Data records
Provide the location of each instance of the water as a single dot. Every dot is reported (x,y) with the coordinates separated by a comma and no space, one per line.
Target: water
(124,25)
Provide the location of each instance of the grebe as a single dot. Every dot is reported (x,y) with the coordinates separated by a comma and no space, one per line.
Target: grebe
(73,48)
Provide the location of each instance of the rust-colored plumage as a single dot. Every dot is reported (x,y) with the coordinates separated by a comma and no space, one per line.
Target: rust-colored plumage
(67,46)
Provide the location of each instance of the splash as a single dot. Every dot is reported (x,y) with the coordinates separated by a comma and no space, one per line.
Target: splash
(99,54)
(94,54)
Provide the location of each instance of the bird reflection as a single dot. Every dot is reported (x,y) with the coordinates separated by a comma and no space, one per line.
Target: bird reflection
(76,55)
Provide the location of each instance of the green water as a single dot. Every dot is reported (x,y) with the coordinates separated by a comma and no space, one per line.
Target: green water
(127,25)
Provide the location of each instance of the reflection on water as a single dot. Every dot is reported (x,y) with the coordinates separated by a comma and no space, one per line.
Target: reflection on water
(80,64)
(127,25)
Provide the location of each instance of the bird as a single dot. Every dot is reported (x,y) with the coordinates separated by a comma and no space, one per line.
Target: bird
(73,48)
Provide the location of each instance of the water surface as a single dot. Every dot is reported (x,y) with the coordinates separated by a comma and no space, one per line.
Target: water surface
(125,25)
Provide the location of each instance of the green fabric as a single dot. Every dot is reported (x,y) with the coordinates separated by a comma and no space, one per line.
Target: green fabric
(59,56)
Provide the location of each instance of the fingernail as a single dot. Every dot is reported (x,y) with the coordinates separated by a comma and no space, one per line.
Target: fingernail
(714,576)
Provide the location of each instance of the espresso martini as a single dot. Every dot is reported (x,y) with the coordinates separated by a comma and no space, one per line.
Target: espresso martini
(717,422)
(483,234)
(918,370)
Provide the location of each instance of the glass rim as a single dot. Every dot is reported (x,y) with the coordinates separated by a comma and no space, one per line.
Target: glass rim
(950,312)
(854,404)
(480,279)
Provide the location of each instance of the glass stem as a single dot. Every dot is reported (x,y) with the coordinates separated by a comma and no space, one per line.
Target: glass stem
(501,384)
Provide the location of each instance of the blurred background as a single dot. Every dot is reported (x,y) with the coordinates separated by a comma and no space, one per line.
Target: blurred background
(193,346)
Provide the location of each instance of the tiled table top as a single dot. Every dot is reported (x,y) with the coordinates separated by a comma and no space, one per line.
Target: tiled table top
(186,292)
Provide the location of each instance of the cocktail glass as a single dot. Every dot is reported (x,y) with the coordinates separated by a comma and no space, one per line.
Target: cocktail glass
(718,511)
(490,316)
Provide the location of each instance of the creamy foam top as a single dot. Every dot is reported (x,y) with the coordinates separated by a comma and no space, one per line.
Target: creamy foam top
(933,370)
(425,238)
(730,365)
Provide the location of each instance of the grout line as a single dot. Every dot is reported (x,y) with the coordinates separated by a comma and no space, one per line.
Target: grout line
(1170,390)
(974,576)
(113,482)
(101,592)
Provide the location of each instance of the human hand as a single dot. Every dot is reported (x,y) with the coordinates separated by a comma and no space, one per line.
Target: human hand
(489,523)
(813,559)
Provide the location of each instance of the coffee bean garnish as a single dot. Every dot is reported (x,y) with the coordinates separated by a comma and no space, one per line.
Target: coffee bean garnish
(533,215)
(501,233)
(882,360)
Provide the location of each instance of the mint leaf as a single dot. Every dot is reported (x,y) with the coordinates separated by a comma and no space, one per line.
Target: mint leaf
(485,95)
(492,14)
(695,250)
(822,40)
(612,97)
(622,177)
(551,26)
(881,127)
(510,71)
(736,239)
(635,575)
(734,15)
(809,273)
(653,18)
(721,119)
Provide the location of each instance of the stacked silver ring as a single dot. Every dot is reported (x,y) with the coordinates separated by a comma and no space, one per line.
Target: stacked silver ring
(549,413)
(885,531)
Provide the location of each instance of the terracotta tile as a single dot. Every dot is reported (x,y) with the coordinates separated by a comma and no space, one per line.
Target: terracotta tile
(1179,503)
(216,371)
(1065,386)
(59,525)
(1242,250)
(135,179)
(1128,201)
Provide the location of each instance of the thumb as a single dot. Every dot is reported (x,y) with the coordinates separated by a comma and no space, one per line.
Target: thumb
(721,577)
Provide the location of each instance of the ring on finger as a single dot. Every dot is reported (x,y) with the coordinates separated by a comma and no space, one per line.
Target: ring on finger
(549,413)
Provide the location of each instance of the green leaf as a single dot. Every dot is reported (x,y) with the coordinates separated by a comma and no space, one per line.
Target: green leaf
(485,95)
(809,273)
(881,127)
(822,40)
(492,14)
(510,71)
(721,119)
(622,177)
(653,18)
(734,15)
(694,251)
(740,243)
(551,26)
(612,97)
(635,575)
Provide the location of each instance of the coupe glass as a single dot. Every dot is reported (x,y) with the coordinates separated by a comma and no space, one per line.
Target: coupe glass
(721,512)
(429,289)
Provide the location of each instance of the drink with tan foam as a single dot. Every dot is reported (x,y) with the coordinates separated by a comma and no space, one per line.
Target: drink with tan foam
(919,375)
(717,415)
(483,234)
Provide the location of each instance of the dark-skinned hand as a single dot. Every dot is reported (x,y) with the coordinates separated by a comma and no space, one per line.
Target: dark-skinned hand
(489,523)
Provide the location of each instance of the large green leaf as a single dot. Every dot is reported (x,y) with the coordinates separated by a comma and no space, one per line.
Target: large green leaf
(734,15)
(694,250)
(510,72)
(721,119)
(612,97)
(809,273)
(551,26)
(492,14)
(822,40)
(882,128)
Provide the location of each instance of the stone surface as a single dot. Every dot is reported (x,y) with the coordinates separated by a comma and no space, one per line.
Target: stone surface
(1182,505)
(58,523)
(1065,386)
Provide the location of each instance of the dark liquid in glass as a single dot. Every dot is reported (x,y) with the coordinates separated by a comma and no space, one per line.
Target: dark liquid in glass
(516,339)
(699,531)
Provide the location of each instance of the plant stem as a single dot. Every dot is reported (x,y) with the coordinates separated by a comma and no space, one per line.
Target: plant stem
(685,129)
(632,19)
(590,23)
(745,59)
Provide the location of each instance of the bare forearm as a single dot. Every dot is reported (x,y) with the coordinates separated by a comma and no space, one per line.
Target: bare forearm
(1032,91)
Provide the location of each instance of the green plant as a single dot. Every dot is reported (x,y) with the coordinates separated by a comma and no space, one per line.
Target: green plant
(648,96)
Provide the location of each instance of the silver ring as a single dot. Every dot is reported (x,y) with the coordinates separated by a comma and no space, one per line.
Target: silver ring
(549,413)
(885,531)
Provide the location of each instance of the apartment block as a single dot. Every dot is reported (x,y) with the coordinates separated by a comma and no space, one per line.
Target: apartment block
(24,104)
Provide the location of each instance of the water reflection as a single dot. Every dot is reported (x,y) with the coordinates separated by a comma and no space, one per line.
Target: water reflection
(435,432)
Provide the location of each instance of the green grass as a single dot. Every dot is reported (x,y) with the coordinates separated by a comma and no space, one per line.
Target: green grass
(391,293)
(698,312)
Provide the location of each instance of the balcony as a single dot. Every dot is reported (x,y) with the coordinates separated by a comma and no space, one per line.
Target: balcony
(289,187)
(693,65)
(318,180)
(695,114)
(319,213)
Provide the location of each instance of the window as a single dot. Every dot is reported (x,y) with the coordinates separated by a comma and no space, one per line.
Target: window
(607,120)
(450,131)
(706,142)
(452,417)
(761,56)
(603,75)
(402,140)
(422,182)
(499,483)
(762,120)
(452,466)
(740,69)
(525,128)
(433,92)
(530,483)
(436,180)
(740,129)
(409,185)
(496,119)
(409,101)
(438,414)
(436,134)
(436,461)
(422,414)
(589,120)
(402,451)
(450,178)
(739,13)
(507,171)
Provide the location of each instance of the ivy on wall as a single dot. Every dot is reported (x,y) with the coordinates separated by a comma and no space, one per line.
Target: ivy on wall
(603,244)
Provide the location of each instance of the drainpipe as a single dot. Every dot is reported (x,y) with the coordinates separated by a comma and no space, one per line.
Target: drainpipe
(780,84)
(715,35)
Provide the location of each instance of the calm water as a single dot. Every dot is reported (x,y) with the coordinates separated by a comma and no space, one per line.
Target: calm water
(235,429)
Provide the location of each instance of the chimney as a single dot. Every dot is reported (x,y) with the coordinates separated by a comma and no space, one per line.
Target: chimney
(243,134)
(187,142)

### Short exercise:
Extract, unchanged, the closing run of lines that opens with the line containing "Provide the location of each instance of the ivy" and ends with the last line.

### Complete output:
Provide the location of each instance of the ivy on wall as a single dot. Every dot is reported (x,y) with the coordinates separated by a comma and no space, one per line.
Target: ivy on wall
(603,244)
Provide the location of each instance of the drainpipe as a single dot. Every dot is reported (x,y) with the coordinates separated by a comma and no space, one per line.
Target: drainpipe
(780,84)
(715,35)
Provide the location of each instance of the calm water as a single dot. Every dot is reported (x,y) with the coordinates separated by a comma and no space, one per line.
Target: calm water
(235,429)
Provide the location of each instance of the chimney as a single dot. Every dot is reported (x,y) with the coordinates separated by a comma and no space, one per line.
Target: chimney
(243,134)
(187,142)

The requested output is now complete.